_WHAT IS EXPECTED_
Every line of the material below that holds the string "blue" should be copied.

═════ PROVIDED MATERIAL ═════

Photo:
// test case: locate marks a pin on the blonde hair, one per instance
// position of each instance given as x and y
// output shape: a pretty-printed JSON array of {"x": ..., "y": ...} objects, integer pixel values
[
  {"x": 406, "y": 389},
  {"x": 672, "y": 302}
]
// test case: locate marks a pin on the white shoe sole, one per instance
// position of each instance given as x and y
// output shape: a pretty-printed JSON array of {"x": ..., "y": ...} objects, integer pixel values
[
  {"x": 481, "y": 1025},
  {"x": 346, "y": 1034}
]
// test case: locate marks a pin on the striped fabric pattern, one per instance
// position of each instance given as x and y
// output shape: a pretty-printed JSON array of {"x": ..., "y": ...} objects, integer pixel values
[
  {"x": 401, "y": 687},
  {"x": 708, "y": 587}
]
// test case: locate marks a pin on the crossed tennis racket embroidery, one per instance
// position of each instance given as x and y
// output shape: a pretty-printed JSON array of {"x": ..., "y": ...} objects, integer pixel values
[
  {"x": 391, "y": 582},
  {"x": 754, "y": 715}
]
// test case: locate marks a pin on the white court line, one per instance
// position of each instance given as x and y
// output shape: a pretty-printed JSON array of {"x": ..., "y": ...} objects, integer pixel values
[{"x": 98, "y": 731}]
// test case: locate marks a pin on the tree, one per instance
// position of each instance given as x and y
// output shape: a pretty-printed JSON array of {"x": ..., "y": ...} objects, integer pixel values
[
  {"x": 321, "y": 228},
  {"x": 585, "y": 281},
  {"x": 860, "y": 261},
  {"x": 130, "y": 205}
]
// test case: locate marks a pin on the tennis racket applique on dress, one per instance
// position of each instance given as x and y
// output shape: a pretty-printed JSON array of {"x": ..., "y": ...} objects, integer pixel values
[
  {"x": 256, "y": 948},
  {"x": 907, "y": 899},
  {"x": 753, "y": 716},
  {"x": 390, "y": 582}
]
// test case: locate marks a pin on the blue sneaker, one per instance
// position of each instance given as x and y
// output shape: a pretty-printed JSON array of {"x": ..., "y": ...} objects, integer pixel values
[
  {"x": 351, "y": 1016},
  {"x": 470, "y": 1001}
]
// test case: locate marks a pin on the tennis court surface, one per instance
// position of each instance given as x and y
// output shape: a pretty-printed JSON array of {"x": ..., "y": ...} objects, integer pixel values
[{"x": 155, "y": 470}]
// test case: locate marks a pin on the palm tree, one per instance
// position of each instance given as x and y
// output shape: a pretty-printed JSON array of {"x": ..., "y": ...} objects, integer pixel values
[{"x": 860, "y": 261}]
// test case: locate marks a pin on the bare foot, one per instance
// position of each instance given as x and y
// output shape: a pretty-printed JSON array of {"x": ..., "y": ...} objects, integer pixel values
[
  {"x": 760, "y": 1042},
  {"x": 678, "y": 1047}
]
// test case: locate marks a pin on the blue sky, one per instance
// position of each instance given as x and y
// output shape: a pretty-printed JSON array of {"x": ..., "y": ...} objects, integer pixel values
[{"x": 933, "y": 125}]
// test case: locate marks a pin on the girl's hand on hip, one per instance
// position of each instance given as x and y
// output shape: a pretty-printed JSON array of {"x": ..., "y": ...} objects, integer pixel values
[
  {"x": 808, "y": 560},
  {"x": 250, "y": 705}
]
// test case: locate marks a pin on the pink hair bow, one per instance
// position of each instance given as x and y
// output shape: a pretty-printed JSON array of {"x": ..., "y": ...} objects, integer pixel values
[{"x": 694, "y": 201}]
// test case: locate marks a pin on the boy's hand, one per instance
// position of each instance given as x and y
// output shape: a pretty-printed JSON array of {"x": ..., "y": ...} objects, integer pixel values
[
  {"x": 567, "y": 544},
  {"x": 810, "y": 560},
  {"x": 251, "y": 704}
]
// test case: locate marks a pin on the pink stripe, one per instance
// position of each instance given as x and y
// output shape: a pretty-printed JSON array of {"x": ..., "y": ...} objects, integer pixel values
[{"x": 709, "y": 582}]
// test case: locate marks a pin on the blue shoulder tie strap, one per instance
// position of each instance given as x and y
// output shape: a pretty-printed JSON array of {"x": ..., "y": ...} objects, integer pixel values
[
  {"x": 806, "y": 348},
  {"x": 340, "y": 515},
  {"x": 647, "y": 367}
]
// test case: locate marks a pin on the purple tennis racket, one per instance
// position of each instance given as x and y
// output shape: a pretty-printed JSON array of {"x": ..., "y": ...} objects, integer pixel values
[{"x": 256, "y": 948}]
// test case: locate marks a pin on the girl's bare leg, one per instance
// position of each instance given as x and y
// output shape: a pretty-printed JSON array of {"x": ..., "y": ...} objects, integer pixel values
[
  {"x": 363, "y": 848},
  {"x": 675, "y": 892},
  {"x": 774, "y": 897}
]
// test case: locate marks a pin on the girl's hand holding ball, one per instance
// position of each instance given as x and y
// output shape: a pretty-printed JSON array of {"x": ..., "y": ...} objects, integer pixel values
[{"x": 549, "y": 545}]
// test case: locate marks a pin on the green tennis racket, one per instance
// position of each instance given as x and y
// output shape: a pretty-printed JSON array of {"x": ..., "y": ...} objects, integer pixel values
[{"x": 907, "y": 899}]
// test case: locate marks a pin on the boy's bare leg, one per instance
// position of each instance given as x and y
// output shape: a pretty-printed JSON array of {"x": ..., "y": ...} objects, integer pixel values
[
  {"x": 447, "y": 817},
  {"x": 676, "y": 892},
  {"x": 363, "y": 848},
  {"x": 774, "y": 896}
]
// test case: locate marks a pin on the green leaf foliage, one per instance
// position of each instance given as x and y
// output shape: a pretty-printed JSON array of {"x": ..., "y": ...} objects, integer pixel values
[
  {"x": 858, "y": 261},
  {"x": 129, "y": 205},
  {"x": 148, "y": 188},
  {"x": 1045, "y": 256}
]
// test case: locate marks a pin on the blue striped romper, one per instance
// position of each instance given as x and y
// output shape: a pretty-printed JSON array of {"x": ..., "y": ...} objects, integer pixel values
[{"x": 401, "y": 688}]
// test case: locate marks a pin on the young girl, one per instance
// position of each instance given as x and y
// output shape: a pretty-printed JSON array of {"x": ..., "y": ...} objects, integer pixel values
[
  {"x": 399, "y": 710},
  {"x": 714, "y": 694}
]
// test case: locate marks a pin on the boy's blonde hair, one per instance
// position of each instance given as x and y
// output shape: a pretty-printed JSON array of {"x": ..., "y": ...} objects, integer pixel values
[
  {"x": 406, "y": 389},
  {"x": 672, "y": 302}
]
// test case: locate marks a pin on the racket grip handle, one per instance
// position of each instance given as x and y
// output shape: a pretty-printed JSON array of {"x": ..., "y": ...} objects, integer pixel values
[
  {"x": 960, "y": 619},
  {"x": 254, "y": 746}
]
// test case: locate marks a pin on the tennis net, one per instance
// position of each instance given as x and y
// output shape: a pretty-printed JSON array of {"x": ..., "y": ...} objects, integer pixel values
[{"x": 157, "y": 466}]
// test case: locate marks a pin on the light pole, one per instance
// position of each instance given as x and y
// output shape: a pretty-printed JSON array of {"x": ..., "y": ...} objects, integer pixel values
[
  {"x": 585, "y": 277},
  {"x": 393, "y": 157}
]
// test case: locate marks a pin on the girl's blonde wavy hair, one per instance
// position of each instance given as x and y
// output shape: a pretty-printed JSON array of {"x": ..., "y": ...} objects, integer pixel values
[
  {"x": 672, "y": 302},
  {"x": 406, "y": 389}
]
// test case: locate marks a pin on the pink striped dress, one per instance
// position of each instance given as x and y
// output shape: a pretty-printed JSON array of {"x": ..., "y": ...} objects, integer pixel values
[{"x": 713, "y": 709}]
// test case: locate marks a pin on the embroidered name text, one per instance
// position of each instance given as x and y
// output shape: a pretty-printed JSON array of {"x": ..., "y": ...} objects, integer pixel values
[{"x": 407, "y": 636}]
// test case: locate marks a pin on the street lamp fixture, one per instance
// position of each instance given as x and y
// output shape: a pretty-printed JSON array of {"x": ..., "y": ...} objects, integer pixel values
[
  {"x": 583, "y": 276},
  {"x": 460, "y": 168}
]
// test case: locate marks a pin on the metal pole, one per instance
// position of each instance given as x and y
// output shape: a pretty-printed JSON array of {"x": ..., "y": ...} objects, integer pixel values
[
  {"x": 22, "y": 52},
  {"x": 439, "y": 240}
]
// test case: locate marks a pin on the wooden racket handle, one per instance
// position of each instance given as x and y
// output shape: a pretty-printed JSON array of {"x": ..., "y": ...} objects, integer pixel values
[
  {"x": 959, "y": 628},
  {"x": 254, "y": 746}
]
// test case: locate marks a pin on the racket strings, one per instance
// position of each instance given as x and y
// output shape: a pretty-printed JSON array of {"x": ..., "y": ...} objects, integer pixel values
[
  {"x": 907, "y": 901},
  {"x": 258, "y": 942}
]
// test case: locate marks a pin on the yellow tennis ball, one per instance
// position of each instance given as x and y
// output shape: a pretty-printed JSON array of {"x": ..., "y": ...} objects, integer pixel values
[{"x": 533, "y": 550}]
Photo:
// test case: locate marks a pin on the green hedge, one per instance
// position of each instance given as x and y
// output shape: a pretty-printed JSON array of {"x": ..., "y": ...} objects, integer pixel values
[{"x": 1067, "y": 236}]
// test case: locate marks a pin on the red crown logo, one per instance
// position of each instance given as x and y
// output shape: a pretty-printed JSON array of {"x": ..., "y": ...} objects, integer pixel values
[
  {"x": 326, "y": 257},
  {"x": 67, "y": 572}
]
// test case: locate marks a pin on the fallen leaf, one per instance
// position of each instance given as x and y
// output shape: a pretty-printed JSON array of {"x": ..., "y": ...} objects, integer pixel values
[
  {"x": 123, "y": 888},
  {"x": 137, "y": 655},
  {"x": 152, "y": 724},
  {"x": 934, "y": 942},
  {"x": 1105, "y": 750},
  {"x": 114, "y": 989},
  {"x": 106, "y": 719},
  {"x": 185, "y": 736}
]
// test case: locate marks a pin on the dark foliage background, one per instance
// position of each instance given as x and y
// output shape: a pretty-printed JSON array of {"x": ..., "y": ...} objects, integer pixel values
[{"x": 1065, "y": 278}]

═════

_EXPECTED ANSWER_
// test case: locate marks a pin on the blue sneaker, one per instance
// test case: locate marks a pin on the blue sky, one per instance
// test case: locate marks a pin on the blue shoulder tie strap, one per instance
// test case: locate marks a pin on the blue striped romper, one per instance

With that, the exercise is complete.